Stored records
-- begin --
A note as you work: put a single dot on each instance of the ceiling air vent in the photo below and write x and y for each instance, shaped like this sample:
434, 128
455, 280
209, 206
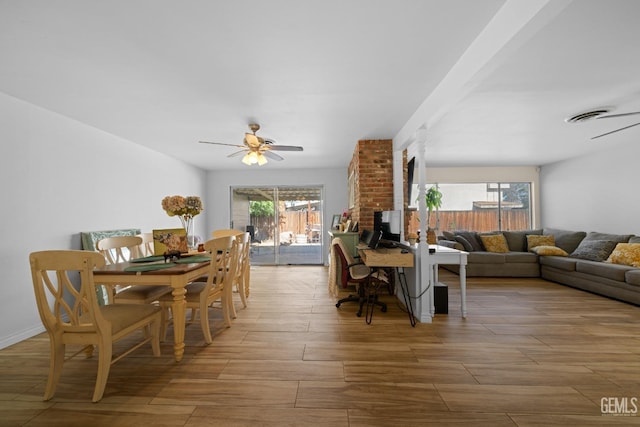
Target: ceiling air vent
588, 115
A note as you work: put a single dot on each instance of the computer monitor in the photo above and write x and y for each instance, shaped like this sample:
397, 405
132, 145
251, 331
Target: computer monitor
365, 237
375, 239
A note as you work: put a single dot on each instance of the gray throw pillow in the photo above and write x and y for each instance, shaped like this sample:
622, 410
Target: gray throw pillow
566, 239
617, 238
517, 240
465, 243
594, 250
449, 235
473, 239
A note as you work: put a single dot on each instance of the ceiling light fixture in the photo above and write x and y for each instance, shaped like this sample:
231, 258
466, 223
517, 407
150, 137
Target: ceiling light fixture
254, 157
587, 115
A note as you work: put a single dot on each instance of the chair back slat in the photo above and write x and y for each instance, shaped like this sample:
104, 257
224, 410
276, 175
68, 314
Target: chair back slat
74, 305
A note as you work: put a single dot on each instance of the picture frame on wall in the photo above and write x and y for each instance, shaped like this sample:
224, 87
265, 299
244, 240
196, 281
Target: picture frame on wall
335, 224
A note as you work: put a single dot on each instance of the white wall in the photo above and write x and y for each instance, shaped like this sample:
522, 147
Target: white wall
598, 192
61, 177
219, 184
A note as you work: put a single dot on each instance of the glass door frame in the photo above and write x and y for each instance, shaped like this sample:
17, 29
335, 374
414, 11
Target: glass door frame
276, 192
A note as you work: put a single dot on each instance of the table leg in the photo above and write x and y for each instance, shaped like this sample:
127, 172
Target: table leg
178, 309
404, 287
463, 289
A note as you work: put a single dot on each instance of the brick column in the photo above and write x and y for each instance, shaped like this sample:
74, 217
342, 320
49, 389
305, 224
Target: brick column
372, 166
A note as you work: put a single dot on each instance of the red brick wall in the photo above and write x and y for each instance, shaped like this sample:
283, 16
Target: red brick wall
372, 166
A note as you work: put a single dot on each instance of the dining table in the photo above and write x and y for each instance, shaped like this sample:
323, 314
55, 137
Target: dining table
153, 271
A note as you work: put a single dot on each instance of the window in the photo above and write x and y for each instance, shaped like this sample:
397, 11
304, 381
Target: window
480, 207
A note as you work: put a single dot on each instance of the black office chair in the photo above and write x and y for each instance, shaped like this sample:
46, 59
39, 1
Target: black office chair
352, 271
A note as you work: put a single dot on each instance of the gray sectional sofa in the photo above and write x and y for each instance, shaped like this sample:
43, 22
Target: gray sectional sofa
587, 264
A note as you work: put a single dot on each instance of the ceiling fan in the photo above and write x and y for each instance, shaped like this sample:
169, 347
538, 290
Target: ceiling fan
602, 114
256, 149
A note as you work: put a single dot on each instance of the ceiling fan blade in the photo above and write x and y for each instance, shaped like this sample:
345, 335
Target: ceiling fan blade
609, 116
272, 156
617, 130
285, 148
221, 143
237, 153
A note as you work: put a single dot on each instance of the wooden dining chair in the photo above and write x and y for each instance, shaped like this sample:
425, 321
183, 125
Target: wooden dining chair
121, 249
71, 315
241, 281
218, 286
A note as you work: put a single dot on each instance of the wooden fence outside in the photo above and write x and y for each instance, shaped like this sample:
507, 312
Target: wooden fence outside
297, 222
514, 219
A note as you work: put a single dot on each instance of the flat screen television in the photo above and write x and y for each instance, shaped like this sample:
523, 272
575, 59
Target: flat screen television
411, 164
389, 222
366, 236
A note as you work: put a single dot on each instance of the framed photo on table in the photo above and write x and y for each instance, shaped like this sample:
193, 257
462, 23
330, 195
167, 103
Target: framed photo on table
335, 224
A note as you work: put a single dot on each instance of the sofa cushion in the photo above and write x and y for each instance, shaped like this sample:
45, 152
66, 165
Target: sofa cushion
494, 243
626, 254
603, 269
566, 239
472, 238
517, 240
562, 263
520, 257
594, 250
541, 240
617, 238
546, 250
483, 257
632, 277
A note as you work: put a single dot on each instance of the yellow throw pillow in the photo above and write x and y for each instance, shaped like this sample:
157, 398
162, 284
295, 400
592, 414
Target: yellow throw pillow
626, 254
534, 240
545, 250
494, 243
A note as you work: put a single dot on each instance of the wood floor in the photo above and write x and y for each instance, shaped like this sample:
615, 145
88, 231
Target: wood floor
530, 353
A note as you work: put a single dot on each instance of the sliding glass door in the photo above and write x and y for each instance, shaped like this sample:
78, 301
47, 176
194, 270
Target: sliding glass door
285, 223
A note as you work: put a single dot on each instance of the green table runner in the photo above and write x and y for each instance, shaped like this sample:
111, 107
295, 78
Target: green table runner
194, 258
152, 258
150, 267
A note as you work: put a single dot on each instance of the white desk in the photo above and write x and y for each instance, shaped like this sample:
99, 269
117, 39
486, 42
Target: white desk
423, 276
445, 255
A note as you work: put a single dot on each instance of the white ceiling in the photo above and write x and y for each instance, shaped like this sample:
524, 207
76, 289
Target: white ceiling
491, 80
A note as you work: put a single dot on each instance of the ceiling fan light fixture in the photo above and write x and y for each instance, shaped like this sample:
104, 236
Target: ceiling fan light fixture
253, 157
247, 159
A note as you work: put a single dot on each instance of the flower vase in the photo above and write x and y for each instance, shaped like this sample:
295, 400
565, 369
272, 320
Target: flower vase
187, 223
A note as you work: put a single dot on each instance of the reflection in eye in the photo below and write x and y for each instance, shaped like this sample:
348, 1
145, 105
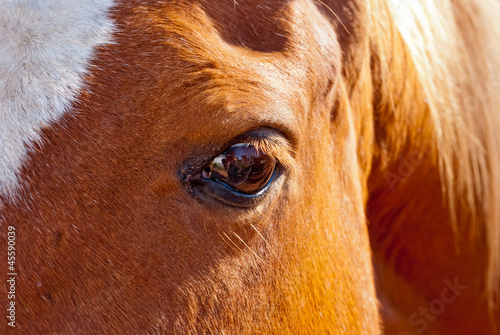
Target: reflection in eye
242, 167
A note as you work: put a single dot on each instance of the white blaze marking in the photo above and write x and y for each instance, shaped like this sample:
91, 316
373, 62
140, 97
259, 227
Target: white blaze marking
45, 49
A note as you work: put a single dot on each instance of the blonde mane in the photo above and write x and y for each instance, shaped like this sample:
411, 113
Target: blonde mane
453, 49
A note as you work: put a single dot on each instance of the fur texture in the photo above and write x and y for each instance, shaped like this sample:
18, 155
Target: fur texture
46, 47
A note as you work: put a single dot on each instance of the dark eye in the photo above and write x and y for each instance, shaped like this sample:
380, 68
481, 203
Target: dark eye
243, 168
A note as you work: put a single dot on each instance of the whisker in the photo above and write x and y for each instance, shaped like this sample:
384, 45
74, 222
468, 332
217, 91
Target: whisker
246, 245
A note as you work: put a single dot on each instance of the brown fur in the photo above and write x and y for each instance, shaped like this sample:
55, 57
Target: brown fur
111, 241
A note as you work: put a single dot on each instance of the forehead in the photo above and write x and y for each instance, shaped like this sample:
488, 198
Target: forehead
223, 64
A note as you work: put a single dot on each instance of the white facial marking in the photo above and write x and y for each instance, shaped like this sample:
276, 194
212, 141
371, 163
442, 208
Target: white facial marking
46, 47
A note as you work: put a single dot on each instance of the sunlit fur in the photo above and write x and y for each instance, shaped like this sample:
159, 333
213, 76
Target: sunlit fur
452, 46
391, 173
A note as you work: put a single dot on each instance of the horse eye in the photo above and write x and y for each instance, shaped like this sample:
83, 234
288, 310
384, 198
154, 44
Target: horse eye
243, 168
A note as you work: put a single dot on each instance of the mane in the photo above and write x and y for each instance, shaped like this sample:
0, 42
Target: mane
453, 48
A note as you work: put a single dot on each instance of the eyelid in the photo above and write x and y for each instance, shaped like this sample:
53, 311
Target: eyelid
275, 146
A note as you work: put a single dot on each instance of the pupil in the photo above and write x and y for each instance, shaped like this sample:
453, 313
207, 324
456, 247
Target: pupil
243, 168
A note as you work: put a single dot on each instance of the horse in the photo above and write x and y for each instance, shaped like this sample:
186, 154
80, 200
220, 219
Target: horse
250, 167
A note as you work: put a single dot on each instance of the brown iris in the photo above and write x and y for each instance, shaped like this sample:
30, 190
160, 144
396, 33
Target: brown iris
242, 167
-- end --
§ Exercise: Copy out, word for word, everything in the records above from the line containing "of the pupil" down to the last line of the records.

§ Task result:
A note as you work: put a single dot on each instance of the pupil in the photo above and write x and y for each instance, shaped like this sample:
453, 313
207, 324
456, 247
Target: pupil
243, 168
A note as you work: put a single dot on each instance of the horse in the photo above and write x and y for each instance, shaped like this sample:
186, 154
80, 200
220, 219
Target: horse
250, 167
A note as you work: put a single dot on each instance of the brown iris in the photo above and write x and y for each instance, shaped like this sample:
30, 190
160, 144
396, 33
Target: brown iris
242, 167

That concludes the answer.